Text shown:
-- Begin --
I should never say things like "this actually happened last week" as if it’s some sort of pinnacle of ridiculous. Other people could. Other people lead pleasant and normal
lives. I envy the other people, because
when I do something like that, when I dare to dance around any kind of sweeping
blanket statement that implies even the tiniest bit of finality in a given
situation, it’s as if I’ve tempted the universe to top it. And top it, she has.
I hit a patch of terrible timing with IA and thought, well, loon
in my head, there’s three ways you can approach this here. You can go crazy girl on him. You can say that’s not good enough and walk
away from it completely or you can continue seeing other people in an attempt
to keep irrational at bay and see if the tides turn when this young gent has
some actual time on his hands.
Reasonable thoughts and subsequent reasonable actions coming
out of me are about as common as Halley’s Comet, so I’ve gone with door number
three. I mean, does it still bother me
that he had to sit at work through my [fab] birthday party and that our
respective week-long vacations are on different weeks? Sure, but this isn’t a place for whiny, sad
thoughts. If it was, however, I have
some whiny-ass, sad thoughts I’ve been keeping to myself, my chardonnay and my
cat. I digress.
So this guy Mike reaches out to me and he’s kind of a
dick. Being a girl and nothing if not
predictably stereotypical, I’m instantly interested. Mean Mike tells me, among other things, that
he “hates sports and TV in general,” then asks me to tell him 10 random things
about myself. Eye roll. Even though a man’s hatred of sports falls
just under “drives molester van” and “general serial killer vibe” in my ranking
of red flags, I decide I want to pursue this for the story. Also, he told me
his father grows wine grapes, so let’s sprinkle on a little genuine
interest/potential for opposites attract kind of thing for good measure.
-- End --
Input records:
-- Begin --
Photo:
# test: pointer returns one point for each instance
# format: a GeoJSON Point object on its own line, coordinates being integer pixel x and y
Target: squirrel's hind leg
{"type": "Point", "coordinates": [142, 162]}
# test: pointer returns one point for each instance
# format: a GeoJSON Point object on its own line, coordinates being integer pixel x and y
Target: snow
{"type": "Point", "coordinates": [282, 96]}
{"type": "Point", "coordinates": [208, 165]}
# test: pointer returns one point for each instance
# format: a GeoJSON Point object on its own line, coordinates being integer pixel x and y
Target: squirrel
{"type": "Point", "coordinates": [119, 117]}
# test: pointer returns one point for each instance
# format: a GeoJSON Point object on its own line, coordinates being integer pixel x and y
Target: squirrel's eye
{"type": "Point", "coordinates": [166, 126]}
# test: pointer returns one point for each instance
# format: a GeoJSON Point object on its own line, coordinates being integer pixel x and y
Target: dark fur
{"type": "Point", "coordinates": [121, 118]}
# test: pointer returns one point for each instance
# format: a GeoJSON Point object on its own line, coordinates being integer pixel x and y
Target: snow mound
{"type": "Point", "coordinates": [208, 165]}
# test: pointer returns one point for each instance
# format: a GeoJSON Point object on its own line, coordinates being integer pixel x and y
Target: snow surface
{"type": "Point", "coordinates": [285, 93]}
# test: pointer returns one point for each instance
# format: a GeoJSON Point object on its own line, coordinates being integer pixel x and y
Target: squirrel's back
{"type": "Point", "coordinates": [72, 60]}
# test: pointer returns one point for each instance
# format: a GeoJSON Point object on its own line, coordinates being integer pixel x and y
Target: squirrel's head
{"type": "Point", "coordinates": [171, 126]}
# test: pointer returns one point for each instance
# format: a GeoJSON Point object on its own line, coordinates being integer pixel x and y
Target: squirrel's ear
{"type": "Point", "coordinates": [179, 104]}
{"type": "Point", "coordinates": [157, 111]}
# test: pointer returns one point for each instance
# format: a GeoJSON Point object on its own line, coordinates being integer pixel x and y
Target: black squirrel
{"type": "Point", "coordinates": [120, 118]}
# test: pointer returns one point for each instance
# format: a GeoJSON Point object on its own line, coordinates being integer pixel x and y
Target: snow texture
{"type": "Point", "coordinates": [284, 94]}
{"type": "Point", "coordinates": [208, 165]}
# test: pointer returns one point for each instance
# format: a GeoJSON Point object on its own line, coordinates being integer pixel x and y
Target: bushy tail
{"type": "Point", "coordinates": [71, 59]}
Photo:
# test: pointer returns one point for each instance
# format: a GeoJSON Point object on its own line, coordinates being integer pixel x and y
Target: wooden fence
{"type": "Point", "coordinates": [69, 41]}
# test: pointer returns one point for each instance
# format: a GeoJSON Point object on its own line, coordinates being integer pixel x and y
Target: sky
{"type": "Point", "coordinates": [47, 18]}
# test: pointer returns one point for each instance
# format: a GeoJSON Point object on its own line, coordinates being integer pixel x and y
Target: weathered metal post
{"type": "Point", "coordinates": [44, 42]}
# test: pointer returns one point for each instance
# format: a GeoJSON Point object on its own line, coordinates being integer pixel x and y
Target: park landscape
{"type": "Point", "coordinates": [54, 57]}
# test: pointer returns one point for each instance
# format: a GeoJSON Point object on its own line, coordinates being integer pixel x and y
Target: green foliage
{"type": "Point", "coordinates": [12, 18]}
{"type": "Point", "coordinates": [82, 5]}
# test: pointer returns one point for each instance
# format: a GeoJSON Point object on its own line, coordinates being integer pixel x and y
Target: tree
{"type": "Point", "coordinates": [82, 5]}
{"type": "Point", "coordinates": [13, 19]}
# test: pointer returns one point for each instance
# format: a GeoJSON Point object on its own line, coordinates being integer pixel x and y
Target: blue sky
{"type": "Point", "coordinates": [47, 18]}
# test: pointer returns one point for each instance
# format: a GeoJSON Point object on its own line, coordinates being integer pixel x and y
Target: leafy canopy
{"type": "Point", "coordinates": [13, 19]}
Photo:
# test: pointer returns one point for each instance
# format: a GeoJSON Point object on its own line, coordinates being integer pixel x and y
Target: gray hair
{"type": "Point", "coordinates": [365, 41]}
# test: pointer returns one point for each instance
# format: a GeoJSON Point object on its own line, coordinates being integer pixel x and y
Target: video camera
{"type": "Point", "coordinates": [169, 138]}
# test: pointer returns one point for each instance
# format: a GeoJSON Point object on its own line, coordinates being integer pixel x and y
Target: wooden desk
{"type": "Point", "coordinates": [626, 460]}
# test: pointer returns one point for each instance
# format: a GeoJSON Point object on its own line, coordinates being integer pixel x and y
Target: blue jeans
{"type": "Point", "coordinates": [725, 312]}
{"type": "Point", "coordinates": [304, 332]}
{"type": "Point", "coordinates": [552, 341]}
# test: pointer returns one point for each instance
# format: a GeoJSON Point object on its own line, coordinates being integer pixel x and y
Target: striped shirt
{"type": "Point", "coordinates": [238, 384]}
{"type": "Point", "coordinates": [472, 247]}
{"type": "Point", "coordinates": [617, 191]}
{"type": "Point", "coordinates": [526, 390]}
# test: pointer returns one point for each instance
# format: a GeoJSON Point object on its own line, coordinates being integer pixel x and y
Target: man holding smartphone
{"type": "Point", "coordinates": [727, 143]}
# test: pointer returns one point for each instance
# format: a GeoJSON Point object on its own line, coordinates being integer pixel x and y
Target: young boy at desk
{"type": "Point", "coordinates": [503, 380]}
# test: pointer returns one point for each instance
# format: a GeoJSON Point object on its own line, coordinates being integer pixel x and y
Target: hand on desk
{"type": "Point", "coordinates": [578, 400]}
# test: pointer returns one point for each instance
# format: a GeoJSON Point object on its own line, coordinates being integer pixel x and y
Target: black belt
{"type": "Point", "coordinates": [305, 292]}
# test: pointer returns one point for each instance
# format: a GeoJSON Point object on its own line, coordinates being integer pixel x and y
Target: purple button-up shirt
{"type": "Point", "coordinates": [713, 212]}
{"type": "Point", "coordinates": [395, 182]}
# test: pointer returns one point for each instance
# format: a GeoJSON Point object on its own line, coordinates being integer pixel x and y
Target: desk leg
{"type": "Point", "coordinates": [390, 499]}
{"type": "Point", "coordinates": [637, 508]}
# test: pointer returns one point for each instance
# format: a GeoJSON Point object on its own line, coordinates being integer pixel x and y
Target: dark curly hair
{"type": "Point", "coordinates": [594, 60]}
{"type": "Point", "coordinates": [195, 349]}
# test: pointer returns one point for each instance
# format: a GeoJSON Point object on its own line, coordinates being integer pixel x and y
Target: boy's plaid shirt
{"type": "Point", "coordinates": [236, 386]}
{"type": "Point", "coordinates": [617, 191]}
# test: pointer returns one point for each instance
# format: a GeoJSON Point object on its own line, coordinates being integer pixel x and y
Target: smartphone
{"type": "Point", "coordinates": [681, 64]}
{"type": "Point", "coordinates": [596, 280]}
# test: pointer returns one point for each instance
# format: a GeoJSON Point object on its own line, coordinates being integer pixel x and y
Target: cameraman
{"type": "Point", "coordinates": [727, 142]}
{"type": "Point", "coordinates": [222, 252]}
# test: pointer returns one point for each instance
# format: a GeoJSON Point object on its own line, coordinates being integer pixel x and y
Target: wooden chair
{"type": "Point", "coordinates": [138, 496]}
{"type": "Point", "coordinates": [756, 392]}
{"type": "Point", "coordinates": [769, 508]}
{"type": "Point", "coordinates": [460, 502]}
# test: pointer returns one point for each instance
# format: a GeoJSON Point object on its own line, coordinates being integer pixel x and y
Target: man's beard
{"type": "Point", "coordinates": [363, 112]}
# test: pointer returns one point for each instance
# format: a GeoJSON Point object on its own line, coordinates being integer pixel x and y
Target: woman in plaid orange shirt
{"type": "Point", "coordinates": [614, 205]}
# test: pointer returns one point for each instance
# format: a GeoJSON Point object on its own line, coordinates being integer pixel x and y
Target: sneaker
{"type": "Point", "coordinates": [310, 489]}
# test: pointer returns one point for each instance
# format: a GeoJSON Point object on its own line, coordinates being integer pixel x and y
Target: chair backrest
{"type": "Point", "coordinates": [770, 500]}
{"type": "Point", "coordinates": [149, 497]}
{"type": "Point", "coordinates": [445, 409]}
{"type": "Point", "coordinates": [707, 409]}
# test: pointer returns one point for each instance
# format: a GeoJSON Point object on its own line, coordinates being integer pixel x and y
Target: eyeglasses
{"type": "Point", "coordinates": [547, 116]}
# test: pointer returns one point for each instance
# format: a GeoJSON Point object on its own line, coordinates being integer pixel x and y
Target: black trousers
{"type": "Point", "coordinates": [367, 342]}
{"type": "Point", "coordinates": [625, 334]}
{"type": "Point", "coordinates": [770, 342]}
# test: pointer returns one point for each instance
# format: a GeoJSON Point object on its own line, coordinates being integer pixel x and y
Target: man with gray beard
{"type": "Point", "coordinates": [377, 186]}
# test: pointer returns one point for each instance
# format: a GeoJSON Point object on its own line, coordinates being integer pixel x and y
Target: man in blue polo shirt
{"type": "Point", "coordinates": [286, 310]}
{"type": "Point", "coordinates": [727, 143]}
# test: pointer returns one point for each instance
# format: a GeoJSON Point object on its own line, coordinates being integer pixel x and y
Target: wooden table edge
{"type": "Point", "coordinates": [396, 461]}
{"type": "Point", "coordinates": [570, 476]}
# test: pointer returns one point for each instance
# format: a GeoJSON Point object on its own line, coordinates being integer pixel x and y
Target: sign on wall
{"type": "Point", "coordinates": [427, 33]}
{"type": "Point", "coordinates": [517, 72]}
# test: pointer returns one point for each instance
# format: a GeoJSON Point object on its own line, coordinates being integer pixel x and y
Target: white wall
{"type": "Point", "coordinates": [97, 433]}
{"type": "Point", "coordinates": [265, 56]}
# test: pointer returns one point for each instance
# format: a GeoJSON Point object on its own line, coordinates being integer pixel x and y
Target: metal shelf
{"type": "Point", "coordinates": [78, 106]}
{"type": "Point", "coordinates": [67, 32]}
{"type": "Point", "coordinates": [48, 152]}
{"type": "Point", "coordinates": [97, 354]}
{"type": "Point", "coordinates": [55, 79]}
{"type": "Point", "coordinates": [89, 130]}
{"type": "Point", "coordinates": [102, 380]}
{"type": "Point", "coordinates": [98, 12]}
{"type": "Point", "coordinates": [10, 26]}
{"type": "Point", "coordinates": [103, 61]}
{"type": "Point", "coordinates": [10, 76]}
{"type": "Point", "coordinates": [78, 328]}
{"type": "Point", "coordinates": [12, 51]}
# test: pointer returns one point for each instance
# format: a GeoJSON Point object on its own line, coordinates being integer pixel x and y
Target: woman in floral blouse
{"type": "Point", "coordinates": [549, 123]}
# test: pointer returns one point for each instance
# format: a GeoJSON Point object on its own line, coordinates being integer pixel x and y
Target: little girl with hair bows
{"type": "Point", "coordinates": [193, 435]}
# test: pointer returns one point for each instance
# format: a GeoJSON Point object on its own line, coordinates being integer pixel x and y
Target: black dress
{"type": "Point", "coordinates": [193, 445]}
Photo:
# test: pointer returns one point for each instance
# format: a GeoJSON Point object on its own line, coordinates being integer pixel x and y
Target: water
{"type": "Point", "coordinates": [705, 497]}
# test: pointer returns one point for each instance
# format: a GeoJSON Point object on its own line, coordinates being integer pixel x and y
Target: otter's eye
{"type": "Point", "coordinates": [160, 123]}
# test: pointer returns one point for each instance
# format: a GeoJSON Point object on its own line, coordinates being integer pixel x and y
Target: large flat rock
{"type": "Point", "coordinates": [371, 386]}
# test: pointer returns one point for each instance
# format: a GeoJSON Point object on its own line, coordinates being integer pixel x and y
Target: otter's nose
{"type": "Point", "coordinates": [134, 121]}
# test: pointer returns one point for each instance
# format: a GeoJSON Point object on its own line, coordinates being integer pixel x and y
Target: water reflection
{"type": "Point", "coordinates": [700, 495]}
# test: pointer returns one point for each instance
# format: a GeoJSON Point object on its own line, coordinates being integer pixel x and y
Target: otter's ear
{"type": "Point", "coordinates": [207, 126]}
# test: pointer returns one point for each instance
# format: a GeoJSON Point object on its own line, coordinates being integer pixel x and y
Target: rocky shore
-- End --
What is asked:
1. Pick out every row that contains the word "otter" and copy each one in full.
2. Extend the dating post with a few paragraphs that pick up after its last sentence.
The dating post and the rows have nothing to do with each other.

Answers below:
1.
Target: otter's eye
Target: otter's nose
Target: otter's ear

2.
I ramble off nine mostly uninteresting and generic things
about myself and then ::bats eyelashes even though it’s over the internets::
say, “10 – I’m concerned you might actually hate me because I’m absolutely
fanatical about sports – football in particular – and about 95% of my job,
which I love, is based around the television industry.” He replies almost immediately
telling me not only that I may be right, but that my answers didn’t exactly help
the situation. Again, eye roll, this is
going to take some finessing to move forward.
By finesse, I mean silent treatment for four days. Why (WHY?!?!) does that work so well? Whatever,
Mean Mike asks me to get together for a drink, making sure to note he’s only
free through Thursday and his – and I quote – “dance card is full this weekend.”
Then, in a move that finally gets the bizarre ball rolling here, he throws in
his real email address for greater ease of communication.
Obviously the first thing I do is Google it. That’s when all the air got sucked out of the
room. The first link spells out for me
in great detail that he happens to work at the exact same small, private
investment bank as IA. It’s a 20-person
team. What. The. What. How does shit
like this always and only happen to me?
Do you know how many banks there are in NY?! Seriously, could he not have worked at a
different one, on a larger team, with the ability to get lost in the
crowd? Even Deutsche Bank midtown vs.
downtown, or something of the like, would be more ideal in comparison.
In the end, I have no idea if this is a setup or more likely
in my case, just a very, very curious coincidence for three people living in ‘Merica’s
most populous city. And I don’t know that I’m going to do anything in the way
of finding out either. I mean, up till
now, my action plan has been to sit here, staring at the Google with my eyes
bugged out, gabbing to any friend who will listen. Like I said earlier, I am trying to stay away
from the outwardly-expressed crazy girl behavior, but this latest development
makes an awfully enticing offer to give in.
I suppose the moral of the story here is maybe don’t put all your eggs
in a Tiny basket. It can get messy.
Until the next, tragic disaster in my personal life,
Vennifer.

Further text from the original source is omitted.